### [Exercise]
Each entry that follows needs to be written out exactly, with nothing left out.

### [Data shown]
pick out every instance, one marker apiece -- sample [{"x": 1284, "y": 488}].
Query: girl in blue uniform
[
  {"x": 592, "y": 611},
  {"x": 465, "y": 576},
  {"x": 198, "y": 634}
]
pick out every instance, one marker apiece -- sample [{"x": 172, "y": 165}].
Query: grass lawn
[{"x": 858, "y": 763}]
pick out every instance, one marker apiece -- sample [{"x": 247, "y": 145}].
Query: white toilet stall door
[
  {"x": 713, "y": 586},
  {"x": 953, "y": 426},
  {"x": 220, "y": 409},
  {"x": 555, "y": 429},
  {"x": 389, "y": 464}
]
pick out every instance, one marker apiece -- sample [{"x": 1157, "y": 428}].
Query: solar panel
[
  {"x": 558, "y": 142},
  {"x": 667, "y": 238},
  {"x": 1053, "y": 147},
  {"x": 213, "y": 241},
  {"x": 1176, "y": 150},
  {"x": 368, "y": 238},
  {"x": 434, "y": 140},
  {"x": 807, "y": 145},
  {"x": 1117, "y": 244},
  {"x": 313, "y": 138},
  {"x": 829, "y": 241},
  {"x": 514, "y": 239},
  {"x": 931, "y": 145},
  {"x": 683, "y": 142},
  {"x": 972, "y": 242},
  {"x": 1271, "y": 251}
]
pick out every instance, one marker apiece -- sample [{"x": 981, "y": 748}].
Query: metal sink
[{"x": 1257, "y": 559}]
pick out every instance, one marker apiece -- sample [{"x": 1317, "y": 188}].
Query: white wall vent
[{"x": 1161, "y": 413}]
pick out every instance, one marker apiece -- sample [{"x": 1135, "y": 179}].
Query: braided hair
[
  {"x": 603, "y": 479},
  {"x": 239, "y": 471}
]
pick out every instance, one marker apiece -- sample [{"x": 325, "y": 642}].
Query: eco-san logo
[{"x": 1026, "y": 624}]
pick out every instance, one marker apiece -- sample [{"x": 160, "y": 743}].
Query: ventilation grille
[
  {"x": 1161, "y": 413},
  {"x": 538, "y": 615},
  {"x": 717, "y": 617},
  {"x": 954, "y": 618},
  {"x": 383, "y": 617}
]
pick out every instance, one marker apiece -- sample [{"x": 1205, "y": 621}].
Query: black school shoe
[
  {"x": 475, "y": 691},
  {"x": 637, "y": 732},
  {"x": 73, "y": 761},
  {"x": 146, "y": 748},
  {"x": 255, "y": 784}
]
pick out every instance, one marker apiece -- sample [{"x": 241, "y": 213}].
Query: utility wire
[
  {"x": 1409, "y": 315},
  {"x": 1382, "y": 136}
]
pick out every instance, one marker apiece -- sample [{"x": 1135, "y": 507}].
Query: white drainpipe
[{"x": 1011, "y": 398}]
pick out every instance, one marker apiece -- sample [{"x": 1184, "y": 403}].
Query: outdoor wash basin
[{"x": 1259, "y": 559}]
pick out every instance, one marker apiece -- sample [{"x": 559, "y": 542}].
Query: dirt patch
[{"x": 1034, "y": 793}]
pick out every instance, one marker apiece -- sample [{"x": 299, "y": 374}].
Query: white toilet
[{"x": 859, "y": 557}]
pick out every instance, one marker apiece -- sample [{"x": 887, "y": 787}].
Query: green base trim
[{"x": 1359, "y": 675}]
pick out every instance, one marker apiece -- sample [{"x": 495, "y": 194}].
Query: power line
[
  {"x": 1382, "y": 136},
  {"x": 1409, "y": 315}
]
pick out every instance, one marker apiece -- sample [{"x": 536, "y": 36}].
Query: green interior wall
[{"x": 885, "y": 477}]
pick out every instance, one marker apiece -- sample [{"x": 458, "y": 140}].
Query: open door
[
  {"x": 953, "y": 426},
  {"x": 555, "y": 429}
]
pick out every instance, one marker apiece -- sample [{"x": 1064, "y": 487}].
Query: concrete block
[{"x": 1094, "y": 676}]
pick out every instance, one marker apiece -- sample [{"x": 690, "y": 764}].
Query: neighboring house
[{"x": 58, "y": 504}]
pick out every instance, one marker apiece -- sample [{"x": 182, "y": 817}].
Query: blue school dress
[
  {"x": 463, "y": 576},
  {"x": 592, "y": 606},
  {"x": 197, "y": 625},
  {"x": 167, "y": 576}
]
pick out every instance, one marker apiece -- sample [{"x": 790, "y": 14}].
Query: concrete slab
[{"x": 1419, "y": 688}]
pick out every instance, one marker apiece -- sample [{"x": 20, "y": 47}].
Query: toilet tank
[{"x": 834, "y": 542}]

### [Solution]
pick out every instance, one marker apiece -- sample [{"x": 1284, "y": 488}].
Query: girl in blue uniform
[
  {"x": 592, "y": 611},
  {"x": 465, "y": 576},
  {"x": 198, "y": 634}
]
pick out every instance, one marker apiece -- sample [{"x": 172, "y": 165}].
Query: grass lawn
[{"x": 858, "y": 763}]
pick out every instance, one marker apiece -- sample [{"x": 247, "y": 145}].
Query: white toilet stall door
[
  {"x": 713, "y": 586},
  {"x": 953, "y": 426},
  {"x": 220, "y": 409},
  {"x": 555, "y": 429},
  {"x": 389, "y": 464}
]
pick out every instance, one marker apiece -- sample [{"x": 1157, "y": 428}].
Query: solar panel
[
  {"x": 558, "y": 142},
  {"x": 667, "y": 238},
  {"x": 1053, "y": 147},
  {"x": 213, "y": 241},
  {"x": 1176, "y": 150},
  {"x": 368, "y": 238},
  {"x": 434, "y": 140},
  {"x": 807, "y": 145},
  {"x": 1117, "y": 244},
  {"x": 313, "y": 138},
  {"x": 829, "y": 241},
  {"x": 514, "y": 239},
  {"x": 931, "y": 145},
  {"x": 683, "y": 142},
  {"x": 972, "y": 242},
  {"x": 1271, "y": 251}
]
pick out every instance, one marker apiece -- sample [{"x": 981, "y": 748}].
Query: metal sink
[{"x": 1257, "y": 559}]
pick out every instance, one marker apiece -- sample [{"x": 1317, "y": 188}].
Query: white wall vent
[{"x": 1161, "y": 413}]
pick out every instance, one marker apiece -- sample [{"x": 1135, "y": 179}].
Query: braided hair
[
  {"x": 603, "y": 479},
  {"x": 239, "y": 471}
]
pick out every instance, one marker apiece -- sample [{"x": 325, "y": 642}].
Query: eco-san logo
[{"x": 1026, "y": 624}]
pick out every instance, one marker apiece -- sample [{"x": 160, "y": 743}].
Query: ventilation grille
[
  {"x": 1161, "y": 413},
  {"x": 538, "y": 615},
  {"x": 717, "y": 617},
  {"x": 954, "y": 618},
  {"x": 383, "y": 617}
]
pick out every instance, one marker apiece -- sample [{"x": 1205, "y": 621}].
Query: black school shoe
[
  {"x": 475, "y": 691},
  {"x": 637, "y": 732},
  {"x": 73, "y": 761},
  {"x": 146, "y": 748},
  {"x": 255, "y": 784}
]
pick out every instance, one marker apiece -- sample [{"x": 241, "y": 213}].
Query: utility wire
[
  {"x": 1409, "y": 315},
  {"x": 1382, "y": 136}
]
pick out every instance, one marker apiece -- sample [{"x": 1135, "y": 507}].
Query: white drainpipe
[{"x": 1011, "y": 398}]
pick out every instance, one marker apiece -- sample [{"x": 1184, "y": 403}].
Query: outdoor wash basin
[{"x": 1259, "y": 559}]
pick out every instance, one marker apiece -- sample [{"x": 559, "y": 542}].
Query: dirt patch
[{"x": 1034, "y": 793}]
pick out every instance, one marker apiece -- sample [{"x": 299, "y": 374}].
Query: white toilet
[{"x": 859, "y": 557}]
pick out every instance, one marker apiece -- sample [{"x": 887, "y": 787}].
Query: green base trim
[{"x": 1359, "y": 675}]
pick out every instance, one marker apiece -- sample [{"x": 495, "y": 194}].
Query: power line
[
  {"x": 1382, "y": 136},
  {"x": 1409, "y": 315}
]
pick out every instance, one marker apiece -- sample [{"x": 536, "y": 36}].
Query: green interior wall
[{"x": 885, "y": 477}]
pick out every instance, one marker apiece -- sample [{"x": 458, "y": 140}].
Query: open door
[
  {"x": 953, "y": 426},
  {"x": 555, "y": 429}
]
pick out every instance, one marker apiece -- sample [{"x": 1064, "y": 487}].
Query: concrete block
[{"x": 1094, "y": 676}]
pick out every instance, one marker apiece -- sample [{"x": 690, "y": 764}].
Query: neighboring house
[{"x": 58, "y": 504}]
pick out every instance, one marker apiece -- sample [{"x": 182, "y": 817}].
Query: blue school dress
[
  {"x": 463, "y": 576},
  {"x": 592, "y": 606},
  {"x": 197, "y": 625},
  {"x": 167, "y": 576}
]
pick out every instance, one marker apiece -- sample [{"x": 790, "y": 14}].
Query: concrete slab
[{"x": 1419, "y": 688}]
pick out every instance, one marker apiece -- sample [{"x": 20, "y": 47}].
Query: toilet tank
[{"x": 834, "y": 542}]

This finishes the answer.